# DATASET CONTENT

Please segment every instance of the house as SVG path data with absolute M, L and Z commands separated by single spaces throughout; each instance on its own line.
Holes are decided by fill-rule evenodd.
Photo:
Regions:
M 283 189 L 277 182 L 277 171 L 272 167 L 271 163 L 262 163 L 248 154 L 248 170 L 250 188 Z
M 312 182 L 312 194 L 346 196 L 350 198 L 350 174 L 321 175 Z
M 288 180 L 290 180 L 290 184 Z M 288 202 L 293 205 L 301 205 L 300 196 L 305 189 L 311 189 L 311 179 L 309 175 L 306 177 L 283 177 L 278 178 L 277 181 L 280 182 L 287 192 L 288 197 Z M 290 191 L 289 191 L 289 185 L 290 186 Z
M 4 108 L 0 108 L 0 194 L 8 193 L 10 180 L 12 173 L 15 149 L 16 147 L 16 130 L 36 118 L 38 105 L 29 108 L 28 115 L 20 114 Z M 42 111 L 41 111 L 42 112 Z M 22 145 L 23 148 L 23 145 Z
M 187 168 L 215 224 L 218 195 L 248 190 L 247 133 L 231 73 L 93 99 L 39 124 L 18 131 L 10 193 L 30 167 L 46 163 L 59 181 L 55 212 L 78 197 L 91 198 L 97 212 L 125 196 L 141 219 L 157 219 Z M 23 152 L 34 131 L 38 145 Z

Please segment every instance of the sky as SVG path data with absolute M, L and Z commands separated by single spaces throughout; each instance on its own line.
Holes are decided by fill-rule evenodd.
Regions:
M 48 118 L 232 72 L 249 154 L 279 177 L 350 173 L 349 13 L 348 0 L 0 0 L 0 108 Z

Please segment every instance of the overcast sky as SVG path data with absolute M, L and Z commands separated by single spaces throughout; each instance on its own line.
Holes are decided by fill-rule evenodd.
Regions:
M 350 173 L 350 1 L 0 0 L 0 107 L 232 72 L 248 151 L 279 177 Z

--

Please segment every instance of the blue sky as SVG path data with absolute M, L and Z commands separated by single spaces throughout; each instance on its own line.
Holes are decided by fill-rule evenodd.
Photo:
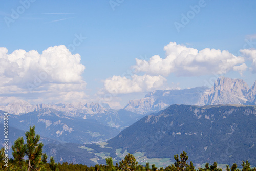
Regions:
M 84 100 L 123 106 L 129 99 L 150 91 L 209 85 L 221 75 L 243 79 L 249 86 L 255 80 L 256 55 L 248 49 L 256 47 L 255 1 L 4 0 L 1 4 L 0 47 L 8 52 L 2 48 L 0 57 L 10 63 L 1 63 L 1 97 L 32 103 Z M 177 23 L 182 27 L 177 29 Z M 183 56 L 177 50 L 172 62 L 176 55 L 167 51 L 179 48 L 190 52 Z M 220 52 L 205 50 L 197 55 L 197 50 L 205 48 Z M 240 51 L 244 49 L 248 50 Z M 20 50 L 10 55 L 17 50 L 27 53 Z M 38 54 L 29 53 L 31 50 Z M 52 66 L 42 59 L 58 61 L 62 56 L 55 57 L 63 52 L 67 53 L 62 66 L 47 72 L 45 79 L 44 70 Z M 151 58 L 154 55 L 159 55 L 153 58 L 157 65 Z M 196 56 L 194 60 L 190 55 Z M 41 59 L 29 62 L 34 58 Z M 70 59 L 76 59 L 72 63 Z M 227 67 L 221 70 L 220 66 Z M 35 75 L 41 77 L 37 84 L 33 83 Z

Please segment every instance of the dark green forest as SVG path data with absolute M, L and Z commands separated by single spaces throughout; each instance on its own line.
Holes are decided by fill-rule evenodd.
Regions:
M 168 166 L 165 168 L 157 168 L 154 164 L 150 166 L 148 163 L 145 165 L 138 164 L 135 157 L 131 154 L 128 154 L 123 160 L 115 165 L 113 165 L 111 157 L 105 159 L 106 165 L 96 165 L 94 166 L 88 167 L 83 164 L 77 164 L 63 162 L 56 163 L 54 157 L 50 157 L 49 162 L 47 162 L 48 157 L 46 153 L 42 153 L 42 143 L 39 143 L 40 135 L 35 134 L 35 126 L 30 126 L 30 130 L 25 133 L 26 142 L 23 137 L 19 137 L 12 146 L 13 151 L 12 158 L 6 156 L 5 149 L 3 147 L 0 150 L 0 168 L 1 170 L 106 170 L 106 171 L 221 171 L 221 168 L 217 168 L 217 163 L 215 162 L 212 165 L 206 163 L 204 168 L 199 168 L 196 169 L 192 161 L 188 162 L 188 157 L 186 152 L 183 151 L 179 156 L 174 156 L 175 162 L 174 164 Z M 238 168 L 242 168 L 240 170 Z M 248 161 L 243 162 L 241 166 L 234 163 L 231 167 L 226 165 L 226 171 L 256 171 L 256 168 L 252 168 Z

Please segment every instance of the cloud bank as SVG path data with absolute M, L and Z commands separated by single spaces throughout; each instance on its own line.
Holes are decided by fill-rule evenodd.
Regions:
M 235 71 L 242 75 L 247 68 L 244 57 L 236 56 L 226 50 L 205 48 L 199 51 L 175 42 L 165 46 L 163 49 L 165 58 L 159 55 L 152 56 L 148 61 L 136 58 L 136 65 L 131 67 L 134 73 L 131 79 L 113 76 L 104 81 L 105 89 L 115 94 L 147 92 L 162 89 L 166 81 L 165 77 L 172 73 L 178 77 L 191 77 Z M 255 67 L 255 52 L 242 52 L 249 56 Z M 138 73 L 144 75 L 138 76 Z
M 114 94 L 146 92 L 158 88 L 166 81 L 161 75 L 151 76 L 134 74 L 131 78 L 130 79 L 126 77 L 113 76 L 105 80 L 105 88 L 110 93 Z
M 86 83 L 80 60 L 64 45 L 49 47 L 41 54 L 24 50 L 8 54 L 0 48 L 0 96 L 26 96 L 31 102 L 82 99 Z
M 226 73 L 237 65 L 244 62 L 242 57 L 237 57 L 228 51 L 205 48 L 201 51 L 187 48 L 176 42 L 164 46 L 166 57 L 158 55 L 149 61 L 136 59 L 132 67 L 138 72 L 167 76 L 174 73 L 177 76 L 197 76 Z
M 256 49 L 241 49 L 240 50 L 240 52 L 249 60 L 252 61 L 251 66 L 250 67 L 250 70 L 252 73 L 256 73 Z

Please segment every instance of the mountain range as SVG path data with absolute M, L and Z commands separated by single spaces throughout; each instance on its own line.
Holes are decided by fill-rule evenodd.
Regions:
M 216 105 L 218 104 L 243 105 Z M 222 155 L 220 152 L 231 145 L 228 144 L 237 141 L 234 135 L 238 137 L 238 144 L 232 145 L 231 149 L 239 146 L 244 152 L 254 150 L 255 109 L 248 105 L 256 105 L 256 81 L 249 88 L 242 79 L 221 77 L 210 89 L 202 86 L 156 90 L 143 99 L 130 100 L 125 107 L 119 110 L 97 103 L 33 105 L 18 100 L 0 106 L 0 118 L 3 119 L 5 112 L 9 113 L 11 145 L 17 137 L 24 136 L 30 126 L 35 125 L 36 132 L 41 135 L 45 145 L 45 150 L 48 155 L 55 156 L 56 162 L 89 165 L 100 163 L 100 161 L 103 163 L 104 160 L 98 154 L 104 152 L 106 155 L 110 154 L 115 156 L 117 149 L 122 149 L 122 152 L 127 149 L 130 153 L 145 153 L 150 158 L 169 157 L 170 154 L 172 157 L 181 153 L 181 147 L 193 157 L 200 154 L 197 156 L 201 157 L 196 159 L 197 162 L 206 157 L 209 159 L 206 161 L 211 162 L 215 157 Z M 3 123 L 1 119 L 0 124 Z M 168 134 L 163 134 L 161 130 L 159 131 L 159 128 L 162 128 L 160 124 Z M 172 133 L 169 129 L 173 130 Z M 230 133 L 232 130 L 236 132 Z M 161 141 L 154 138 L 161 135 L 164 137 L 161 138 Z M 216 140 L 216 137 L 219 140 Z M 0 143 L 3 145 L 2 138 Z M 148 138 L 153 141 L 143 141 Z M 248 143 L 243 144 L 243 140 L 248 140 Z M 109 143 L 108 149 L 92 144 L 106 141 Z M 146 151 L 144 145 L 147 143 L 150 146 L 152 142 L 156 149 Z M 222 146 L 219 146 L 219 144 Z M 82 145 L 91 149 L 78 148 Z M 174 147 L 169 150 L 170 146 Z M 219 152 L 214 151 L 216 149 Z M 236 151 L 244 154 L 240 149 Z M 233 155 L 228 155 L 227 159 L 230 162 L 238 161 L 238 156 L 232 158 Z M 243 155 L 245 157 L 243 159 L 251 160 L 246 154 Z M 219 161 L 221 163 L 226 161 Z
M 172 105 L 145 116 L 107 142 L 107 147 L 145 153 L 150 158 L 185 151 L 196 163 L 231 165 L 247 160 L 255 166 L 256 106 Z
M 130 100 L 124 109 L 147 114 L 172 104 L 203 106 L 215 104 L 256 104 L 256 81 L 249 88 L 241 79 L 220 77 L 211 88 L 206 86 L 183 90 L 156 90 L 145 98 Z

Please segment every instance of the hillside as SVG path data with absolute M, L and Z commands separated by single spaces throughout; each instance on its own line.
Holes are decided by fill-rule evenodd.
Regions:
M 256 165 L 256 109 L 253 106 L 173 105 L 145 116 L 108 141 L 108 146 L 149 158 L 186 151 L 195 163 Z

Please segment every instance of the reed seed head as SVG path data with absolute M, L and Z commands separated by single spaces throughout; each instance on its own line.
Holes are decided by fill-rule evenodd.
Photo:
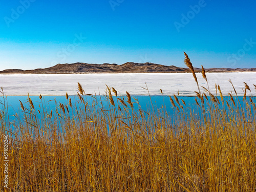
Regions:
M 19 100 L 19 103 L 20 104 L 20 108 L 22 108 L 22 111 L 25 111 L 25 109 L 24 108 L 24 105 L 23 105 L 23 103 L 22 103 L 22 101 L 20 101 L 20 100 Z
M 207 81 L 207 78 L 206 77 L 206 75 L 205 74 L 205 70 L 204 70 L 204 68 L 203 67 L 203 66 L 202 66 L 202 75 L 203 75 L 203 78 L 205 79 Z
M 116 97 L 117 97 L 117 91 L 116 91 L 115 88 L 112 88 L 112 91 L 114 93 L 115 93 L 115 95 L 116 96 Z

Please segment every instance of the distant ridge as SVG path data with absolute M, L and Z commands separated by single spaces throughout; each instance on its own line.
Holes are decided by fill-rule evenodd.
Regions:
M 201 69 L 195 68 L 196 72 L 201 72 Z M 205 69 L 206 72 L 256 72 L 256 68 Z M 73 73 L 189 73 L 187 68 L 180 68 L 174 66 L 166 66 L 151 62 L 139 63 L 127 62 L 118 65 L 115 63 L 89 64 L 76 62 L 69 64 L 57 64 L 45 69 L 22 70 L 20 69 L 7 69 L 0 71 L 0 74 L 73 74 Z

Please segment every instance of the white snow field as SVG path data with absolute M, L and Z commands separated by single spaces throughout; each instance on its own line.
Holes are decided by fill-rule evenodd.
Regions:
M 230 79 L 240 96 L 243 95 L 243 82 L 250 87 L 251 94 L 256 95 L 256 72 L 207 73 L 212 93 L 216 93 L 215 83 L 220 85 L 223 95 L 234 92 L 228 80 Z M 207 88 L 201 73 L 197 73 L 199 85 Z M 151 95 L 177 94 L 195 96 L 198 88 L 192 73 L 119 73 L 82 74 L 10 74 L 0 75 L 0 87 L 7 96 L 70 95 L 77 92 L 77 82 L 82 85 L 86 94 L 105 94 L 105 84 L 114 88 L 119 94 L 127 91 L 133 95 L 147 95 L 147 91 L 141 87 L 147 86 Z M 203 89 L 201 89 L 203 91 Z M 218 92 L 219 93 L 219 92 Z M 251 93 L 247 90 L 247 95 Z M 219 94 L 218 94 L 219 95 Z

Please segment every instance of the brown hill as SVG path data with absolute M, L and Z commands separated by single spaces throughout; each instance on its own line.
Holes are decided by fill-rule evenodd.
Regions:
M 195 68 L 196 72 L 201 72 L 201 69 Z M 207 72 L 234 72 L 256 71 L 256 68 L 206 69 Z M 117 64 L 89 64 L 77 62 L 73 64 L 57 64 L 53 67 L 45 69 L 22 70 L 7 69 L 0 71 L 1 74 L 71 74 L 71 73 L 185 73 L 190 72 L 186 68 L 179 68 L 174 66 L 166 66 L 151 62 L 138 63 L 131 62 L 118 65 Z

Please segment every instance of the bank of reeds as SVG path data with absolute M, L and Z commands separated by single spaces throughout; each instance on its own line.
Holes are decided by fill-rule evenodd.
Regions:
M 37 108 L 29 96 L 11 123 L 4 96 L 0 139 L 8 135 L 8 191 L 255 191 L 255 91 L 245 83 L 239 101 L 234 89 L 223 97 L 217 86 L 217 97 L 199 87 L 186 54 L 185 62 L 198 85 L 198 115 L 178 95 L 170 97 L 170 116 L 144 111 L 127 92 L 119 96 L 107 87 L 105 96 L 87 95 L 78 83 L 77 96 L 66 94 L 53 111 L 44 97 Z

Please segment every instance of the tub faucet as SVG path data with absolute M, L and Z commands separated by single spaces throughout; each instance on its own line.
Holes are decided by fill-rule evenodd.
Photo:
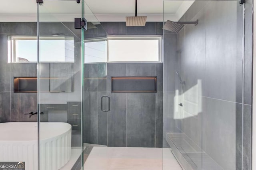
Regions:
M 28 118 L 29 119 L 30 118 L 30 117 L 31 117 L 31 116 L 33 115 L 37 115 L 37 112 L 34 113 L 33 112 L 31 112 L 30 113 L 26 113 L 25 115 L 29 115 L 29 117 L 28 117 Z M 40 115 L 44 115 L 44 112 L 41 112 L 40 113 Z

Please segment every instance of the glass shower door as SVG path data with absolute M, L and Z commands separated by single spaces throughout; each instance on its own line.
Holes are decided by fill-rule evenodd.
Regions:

# SET TASK
Edit the listing from the line with "Please segment every instance of the tub" to the line with "M 28 118 L 29", putting "tap" in place of "faucet" and changing nothing else. Leave the picture out of your answer.

# REPLY
Please segment every instance of the tub tap as SVG path data with absolute M, L and Z commands separated by single spaces throughout; each instance on its own line.
Holes are decided by fill-rule evenodd.
Photo:
Regions:
M 28 118 L 29 119 L 30 118 L 30 117 L 31 117 L 31 116 L 33 115 L 37 115 L 37 112 L 34 113 L 33 112 L 31 112 L 30 113 L 26 113 L 25 115 L 29 115 L 29 117 L 28 117 Z M 40 115 L 44 115 L 44 112 L 41 112 L 40 113 Z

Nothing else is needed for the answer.